» DATASET ENTRIES:
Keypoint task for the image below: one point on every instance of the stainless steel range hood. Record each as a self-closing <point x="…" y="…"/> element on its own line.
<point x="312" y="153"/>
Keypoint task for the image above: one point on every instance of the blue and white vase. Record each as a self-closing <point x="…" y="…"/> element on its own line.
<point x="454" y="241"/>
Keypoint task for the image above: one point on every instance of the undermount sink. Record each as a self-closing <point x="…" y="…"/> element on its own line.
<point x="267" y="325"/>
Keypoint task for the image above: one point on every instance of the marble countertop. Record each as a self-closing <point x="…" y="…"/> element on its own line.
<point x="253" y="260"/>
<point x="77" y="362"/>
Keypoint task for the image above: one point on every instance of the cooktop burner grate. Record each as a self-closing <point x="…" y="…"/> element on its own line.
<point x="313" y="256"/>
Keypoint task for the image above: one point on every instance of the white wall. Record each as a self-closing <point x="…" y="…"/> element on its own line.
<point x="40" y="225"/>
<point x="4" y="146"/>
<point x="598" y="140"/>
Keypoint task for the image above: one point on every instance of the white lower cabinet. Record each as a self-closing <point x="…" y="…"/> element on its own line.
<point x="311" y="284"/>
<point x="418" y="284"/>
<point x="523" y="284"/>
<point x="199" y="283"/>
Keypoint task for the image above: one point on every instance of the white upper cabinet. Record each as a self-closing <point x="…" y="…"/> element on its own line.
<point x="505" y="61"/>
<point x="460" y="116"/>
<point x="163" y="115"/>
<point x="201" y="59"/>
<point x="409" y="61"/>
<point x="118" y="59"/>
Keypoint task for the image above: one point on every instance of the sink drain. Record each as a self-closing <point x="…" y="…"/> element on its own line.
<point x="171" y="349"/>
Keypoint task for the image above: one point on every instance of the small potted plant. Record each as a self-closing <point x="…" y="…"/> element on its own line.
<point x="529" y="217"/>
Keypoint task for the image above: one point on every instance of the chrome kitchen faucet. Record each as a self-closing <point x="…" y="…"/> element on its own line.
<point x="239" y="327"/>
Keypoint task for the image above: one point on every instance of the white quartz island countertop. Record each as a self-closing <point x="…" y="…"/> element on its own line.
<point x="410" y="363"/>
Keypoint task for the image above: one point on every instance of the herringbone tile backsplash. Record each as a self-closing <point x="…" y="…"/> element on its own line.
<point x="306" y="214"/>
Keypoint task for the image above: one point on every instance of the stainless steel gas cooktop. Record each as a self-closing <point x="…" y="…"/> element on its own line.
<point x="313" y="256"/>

» JOB: Retype the entries exactly, including every line.

» FINAL RESULT:
Keypoint task for the image below: one point on every instance of the stainless steel range hood. Record each as a self-closing <point x="…" y="…"/> element on its own line.
<point x="312" y="153"/>
Keypoint task for the image above: one point on every instance of the blue and white vase. Record each as a self-closing <point x="…" y="…"/> element on its own line.
<point x="454" y="241"/>
Keypoint task for the image above: one point on every instance of the undermount sink. Record each as a self-closing <point x="…" y="…"/> element on its own line.
<point x="267" y="325"/>
Keypoint task for the image above: one point on every instance of the marble countertop. Record each as a self-closing <point x="…" y="…"/> element on its own line.
<point x="253" y="260"/>
<point x="77" y="362"/>
Keypoint task for the image above: one point on every instance of the cooktop burner grate. Record each as a self-closing <point x="…" y="…"/> element on its own line.
<point x="313" y="256"/>
Keypoint task for the image above: one point on every instance of the white wall. Record each as a self-closing <point x="…" y="…"/> element on its own line.
<point x="40" y="225"/>
<point x="4" y="146"/>
<point x="598" y="140"/>
Keypoint task for the image above: one point on every instance of the white lower cabinet. Record each as a self-closing <point x="…" y="…"/> element on its own line.
<point x="311" y="284"/>
<point x="418" y="284"/>
<point x="523" y="284"/>
<point x="199" y="283"/>
Keypoint task for the image above: one point on every instance of the white upper cabinet. Record each as a self-closing <point x="…" y="…"/> element on its own line.
<point x="505" y="61"/>
<point x="460" y="116"/>
<point x="163" y="115"/>
<point x="201" y="59"/>
<point x="409" y="61"/>
<point x="118" y="59"/>
Keypoint task for the image above: one point on every instance of the sink drain. Record each as a self-closing <point x="…" y="…"/> element on its own line.
<point x="171" y="349"/>
Keypoint task for the image above: one point on every instance of the small potted plant. Record each as a self-closing <point x="…" y="…"/> element on its own line.
<point x="529" y="217"/>
Keypoint task for the image above: one point on every instance of the chrome kitchen faucet. Record each as a self-closing <point x="…" y="…"/> element on its own line.
<point x="239" y="327"/>
Keypoint task for the image above: one point on every instance of the white quartz island countertop. Record each as a self-closing <point x="…" y="…"/> element on its own line.
<point x="410" y="363"/>
Keypoint task for the image above: one point on every instance of the herringbone tile backsplash. Record each as a self-closing <point x="…" y="…"/> element on its own line.
<point x="306" y="214"/>
Keypoint task for the image above: one point on every instance of the stainless steel gas cooktop. Record each as a self-closing <point x="…" y="…"/> element on its own line.
<point x="313" y="256"/>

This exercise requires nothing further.